Set exercise – Copy every one of the following records line for line, changing nothing.

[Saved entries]
□ □ □ □ □ □ □
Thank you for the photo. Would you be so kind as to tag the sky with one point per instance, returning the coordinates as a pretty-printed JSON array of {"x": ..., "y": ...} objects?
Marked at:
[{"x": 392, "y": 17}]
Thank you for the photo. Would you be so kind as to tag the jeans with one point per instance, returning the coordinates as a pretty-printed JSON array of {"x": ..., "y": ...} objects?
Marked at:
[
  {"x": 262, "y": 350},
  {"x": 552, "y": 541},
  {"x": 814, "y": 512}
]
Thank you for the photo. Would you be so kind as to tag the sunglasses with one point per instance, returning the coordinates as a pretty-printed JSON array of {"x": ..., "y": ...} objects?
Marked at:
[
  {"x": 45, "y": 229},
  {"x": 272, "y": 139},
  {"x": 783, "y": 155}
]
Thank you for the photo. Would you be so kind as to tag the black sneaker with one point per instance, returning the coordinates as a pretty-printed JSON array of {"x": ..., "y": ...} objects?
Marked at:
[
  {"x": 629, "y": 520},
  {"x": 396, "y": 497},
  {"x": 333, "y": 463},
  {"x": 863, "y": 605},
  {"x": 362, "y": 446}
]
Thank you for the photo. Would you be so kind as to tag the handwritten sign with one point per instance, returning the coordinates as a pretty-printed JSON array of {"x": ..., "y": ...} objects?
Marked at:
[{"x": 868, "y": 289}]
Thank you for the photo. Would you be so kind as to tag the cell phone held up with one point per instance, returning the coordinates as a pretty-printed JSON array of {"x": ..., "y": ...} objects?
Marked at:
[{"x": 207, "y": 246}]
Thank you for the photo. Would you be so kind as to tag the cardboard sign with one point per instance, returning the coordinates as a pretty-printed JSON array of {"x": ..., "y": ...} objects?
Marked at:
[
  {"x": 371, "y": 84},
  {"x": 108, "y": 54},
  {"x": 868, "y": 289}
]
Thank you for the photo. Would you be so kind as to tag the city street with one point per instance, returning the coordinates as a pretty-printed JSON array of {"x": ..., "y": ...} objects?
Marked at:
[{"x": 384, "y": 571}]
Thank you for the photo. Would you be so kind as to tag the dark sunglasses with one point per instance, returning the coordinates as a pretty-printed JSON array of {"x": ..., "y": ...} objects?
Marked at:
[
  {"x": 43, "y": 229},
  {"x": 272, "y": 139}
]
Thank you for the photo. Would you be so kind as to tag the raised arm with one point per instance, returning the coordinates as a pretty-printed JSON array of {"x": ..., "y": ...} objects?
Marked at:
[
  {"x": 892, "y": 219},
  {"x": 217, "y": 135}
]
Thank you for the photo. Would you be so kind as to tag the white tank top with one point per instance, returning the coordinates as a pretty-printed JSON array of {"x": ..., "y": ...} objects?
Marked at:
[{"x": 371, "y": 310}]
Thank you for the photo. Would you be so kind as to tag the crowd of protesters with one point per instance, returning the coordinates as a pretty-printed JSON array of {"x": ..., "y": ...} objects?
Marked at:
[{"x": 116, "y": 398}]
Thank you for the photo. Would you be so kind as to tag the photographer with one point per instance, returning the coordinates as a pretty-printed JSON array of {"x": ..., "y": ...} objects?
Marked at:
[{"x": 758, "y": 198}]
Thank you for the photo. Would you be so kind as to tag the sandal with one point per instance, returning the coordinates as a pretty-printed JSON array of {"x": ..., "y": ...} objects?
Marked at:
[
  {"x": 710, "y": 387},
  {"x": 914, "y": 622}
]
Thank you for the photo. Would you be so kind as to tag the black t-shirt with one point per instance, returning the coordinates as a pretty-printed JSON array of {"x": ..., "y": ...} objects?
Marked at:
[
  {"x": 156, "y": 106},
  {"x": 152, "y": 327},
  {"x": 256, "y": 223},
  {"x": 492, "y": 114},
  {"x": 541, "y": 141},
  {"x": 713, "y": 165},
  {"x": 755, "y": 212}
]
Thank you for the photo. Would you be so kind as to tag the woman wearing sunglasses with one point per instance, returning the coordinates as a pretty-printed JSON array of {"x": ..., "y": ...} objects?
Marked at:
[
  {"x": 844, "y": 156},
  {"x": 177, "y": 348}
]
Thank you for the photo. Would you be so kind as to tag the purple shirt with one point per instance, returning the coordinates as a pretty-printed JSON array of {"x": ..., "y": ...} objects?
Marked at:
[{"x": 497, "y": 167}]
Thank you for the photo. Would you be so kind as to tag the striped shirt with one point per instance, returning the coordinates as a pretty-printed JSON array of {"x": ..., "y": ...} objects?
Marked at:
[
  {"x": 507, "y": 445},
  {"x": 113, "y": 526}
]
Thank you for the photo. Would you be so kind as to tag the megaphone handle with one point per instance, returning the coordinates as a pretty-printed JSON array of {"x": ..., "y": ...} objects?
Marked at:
□ □ □ □ □ □ □
Task response –
Thank you for the photo. Would you be so kind as to tag the sky with one point per instance, returning the coordinates as a pretty-printed JSON array of {"x": ..., "y": ...} objects?
Marked at:
[{"x": 392, "y": 17}]
Thank you for the photo. Would you be so kind as to tag the jeans with one point per instance, returning the coordinates as a pretty-printed JSON array of {"x": ..., "y": ...} objects?
Marked at:
[
  {"x": 262, "y": 350},
  {"x": 552, "y": 541},
  {"x": 814, "y": 512}
]
Thank you for the photo. Would you be so kind as to tag the sunglasses with one point per instance, returning the coordinates as a pretty-printed JSON array of {"x": ..., "y": ...} objects?
Marked at:
[
  {"x": 45, "y": 229},
  {"x": 272, "y": 139},
  {"x": 783, "y": 155}
]
Thank you for the photo. Would you be so kind as to tag the black sneaker with one point per instance, returning the coordinates as a pretty-printed JSON array of {"x": ..., "y": ...} objects?
Marked at:
[
  {"x": 629, "y": 520},
  {"x": 396, "y": 497},
  {"x": 333, "y": 463},
  {"x": 863, "y": 605},
  {"x": 362, "y": 446}
]
Thank you for the photo. Would you be so kind as to tag the handwritten sign with one point per instance, returning the coordinates as a pretty-printed JSON array of {"x": ..., "y": ...} objects?
Marked at:
[{"x": 868, "y": 289}]
Thank you for the photo. Would you be so kind as to tag the cell phone held up with one point per instance, returning the coordinates as a pretty-printed JSON array of {"x": ..., "y": ...} objects?
Marked at:
[{"x": 207, "y": 246}]
Thank you for the photo. Would you be so kind as to tag the cardboard sign with one point per instance, returning the coordinates as a pretty-printed JSON array of {"x": ..., "y": ...} objects?
Marked at:
[
  {"x": 371, "y": 84},
  {"x": 108, "y": 54},
  {"x": 868, "y": 289}
]
Thank you for the photo. Would you be so kind as to tag the city street with one point per instance, returning the coordinates as a pretty-printed JSON array of {"x": ..., "y": ...} objects?
Marked at:
[{"x": 384, "y": 571}]
Thank you for the photo. Would you be so kind as to tag the dark sunglasses with one point per instance, returning the coordinates as a pretty-printed JSON array of {"x": ..., "y": ...} objects?
Marked at:
[
  {"x": 43, "y": 229},
  {"x": 272, "y": 139}
]
Thank you for the photo. Would you be so kind as to tag the raised arm with one point per instance, returning the coordinates as a pretty-printed JSON array of {"x": ..., "y": ...} objects?
Marked at:
[
  {"x": 892, "y": 219},
  {"x": 217, "y": 135}
]
Thank you for the photo. Would you be so kind as to tag the white tank top with one point per instance, returning the coordinates as a pretty-printed JSON array of {"x": ..., "y": ...} objects?
Marked at:
[{"x": 371, "y": 310}]
Thank you for the photo. Would you be so kind as to tag the crowd of protesters with one point per instance, returning the coordinates as a pretty-printed JSON array of {"x": ..., "y": ...} objects?
Marked at:
[{"x": 116, "y": 398}]
Thank you for the photo. Would you be so kind as to tag the photographer with one point per instance, returning the coordinates as a pretty-printed JSON array of {"x": ..., "y": ...} objects?
Marked at:
[{"x": 758, "y": 198}]
Thank you for the photo. Would you be so kind as to tag the sandal with one point per instance, returning the coordinates as a pretty-printed JSON array of {"x": ..., "y": ...} objects?
Marked at:
[
  {"x": 710, "y": 387},
  {"x": 914, "y": 622}
]
Thank you for the photo. Would you be so kind as to tag the black t-shirt with one point per instance, returning the coordinates as a pretty-printed JSON array of {"x": ..., "y": ...} objects?
Marked at:
[
  {"x": 156, "y": 106},
  {"x": 152, "y": 327},
  {"x": 256, "y": 223},
  {"x": 492, "y": 114},
  {"x": 541, "y": 141},
  {"x": 713, "y": 165},
  {"x": 755, "y": 212}
]
Thank you for the photo. Would you be so kind as to tag the woman wearing sunglasses with one point per instance, returning the coordinates as a pretty-printed JSON array of {"x": ..., "y": ...} objects?
Marked at:
[
  {"x": 844, "y": 156},
  {"x": 177, "y": 348}
]
Thank you for the photo. Would you be so kind as to tag the purple shirt with one point per instance, returning the coordinates as a pretty-printed JSON array of {"x": ..., "y": ...} objects?
Marked at:
[{"x": 497, "y": 167}]
Thank you for the photo. Would you be so kind as to tag the striped shirt with one point per instance, returning the coordinates as a pretty-printed JSON array of {"x": ..., "y": ...} objects?
Marked at:
[
  {"x": 507, "y": 445},
  {"x": 113, "y": 526}
]
Thank you for the photo. Would you be so kind as to tag the megaphone handle with one point per instance, returning the coordinates as a pretty-printed JSON array of {"x": ..., "y": ...} objects?
Marked at:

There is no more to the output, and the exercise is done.